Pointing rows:

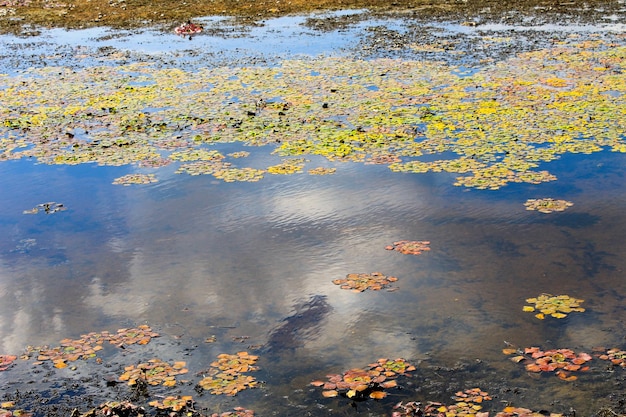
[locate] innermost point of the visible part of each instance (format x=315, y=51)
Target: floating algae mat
x=490, y=128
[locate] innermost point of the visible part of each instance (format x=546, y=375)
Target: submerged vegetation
x=499, y=125
x=557, y=306
x=481, y=129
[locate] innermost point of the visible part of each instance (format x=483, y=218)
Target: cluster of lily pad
x=135, y=179
x=616, y=356
x=5, y=410
x=154, y=372
x=288, y=166
x=524, y=412
x=547, y=205
x=418, y=117
x=560, y=361
x=6, y=361
x=48, y=208
x=467, y=404
x=322, y=171
x=361, y=282
x=410, y=247
x=173, y=402
x=237, y=412
x=558, y=306
x=363, y=383
x=227, y=374
x=87, y=345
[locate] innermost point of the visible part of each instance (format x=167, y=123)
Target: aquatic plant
x=87, y=345
x=227, y=374
x=547, y=205
x=322, y=171
x=5, y=410
x=174, y=403
x=524, y=412
x=560, y=361
x=188, y=29
x=288, y=166
x=154, y=372
x=491, y=128
x=48, y=208
x=468, y=403
x=616, y=356
x=363, y=383
x=6, y=361
x=135, y=179
x=410, y=247
x=361, y=282
x=237, y=412
x=558, y=306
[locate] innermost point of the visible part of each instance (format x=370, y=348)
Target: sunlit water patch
x=218, y=267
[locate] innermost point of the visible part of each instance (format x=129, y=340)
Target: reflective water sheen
x=193, y=258
x=253, y=264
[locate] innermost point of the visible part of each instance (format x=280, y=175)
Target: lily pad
x=154, y=372
x=558, y=306
x=130, y=179
x=363, y=383
x=227, y=374
x=174, y=403
x=616, y=356
x=547, y=205
x=361, y=282
x=563, y=362
x=6, y=361
x=410, y=247
x=48, y=208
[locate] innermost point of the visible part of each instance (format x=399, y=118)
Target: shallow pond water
x=249, y=266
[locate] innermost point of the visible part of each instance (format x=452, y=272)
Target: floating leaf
x=560, y=361
x=48, y=208
x=135, y=179
x=226, y=375
x=361, y=282
x=6, y=361
x=153, y=372
x=363, y=383
x=556, y=306
x=410, y=247
x=547, y=205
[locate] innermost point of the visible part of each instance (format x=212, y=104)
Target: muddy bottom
x=215, y=269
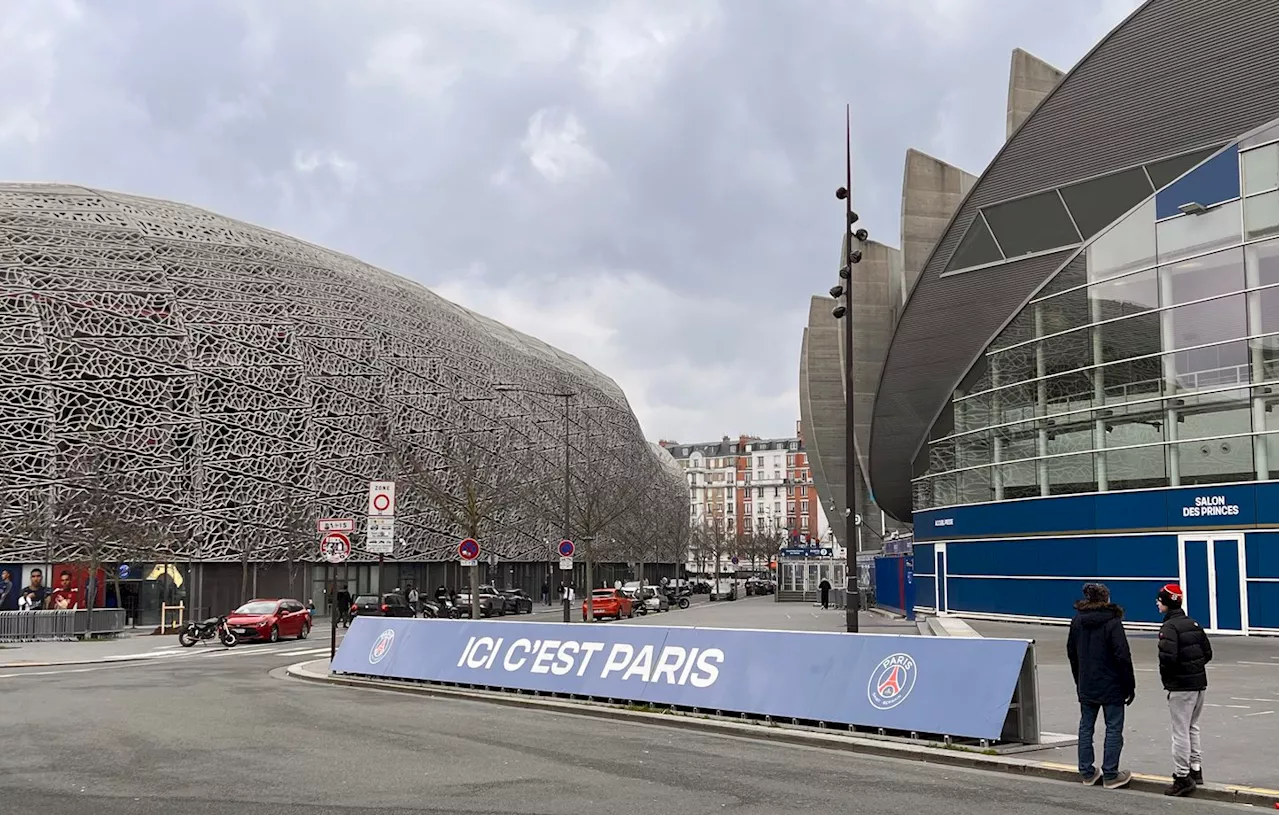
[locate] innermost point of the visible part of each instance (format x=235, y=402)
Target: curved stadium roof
x=1171, y=83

§ Your task: Reproduce all of the rows above with "innermost" replaced by "central" and nothing else changed. Omit the pictures.

§ Task output:
[locate] central point of the visible part of each instance (format x=315, y=51)
Target: floating algae mat
x=490, y=128
[locate] central point of the visible part of each instance (format x=546, y=375)
Target: submerged vegetation
x=499, y=125
x=557, y=306
x=481, y=129
[locate] central point of the visible part of each instance (format x=483, y=218)
Target: cluster of lily pad
x=135, y=179
x=616, y=356
x=5, y=410
x=154, y=372
x=288, y=166
x=524, y=412
x=547, y=205
x=418, y=117
x=560, y=361
x=6, y=361
x=48, y=208
x=467, y=404
x=322, y=171
x=361, y=282
x=410, y=247
x=173, y=402
x=237, y=412
x=558, y=306
x=363, y=383
x=227, y=374
x=87, y=345
[locate] central point of the visible part of each instance (format x=167, y=123)
Target: aquatic plant
x=87, y=345
x=227, y=374
x=547, y=205
x=322, y=171
x=5, y=410
x=174, y=403
x=524, y=412
x=560, y=361
x=188, y=29
x=288, y=166
x=154, y=372
x=491, y=128
x=48, y=208
x=468, y=403
x=616, y=356
x=363, y=383
x=6, y=361
x=135, y=179
x=410, y=247
x=361, y=282
x=237, y=412
x=558, y=306
[locate] central point of the visible part of each instance (format x=370, y=348)
Target: sunlit water patch
x=218, y=267
[locate] central point of the visible part of each instance (format x=129, y=340)
Target: reflective water sheen
x=193, y=258
x=253, y=264
[locate] central point of the visible part of each instance (format x=280, y=175)
Target: lily pad
x=154, y=372
x=558, y=306
x=130, y=179
x=363, y=383
x=227, y=374
x=174, y=403
x=616, y=356
x=547, y=205
x=361, y=282
x=563, y=362
x=6, y=361
x=410, y=247
x=48, y=208
[locate] central point of the visible part of each instance (format x=399, y=118)
Target: shallow pond water
x=249, y=266
[locate] central point of the visible part of each instance (format x=452, y=272)
Target: floating leaf
x=560, y=361
x=48, y=208
x=135, y=179
x=226, y=375
x=361, y=282
x=6, y=361
x=153, y=372
x=363, y=383
x=556, y=306
x=410, y=247
x=547, y=205
[locate] central point of the visible part of each instance (format x=212, y=104)
Target: muddy bottom
x=215, y=269
[locate] central point of the visible part of each instance (format x=235, y=402)
Target: curved stadium roof
x=1171, y=83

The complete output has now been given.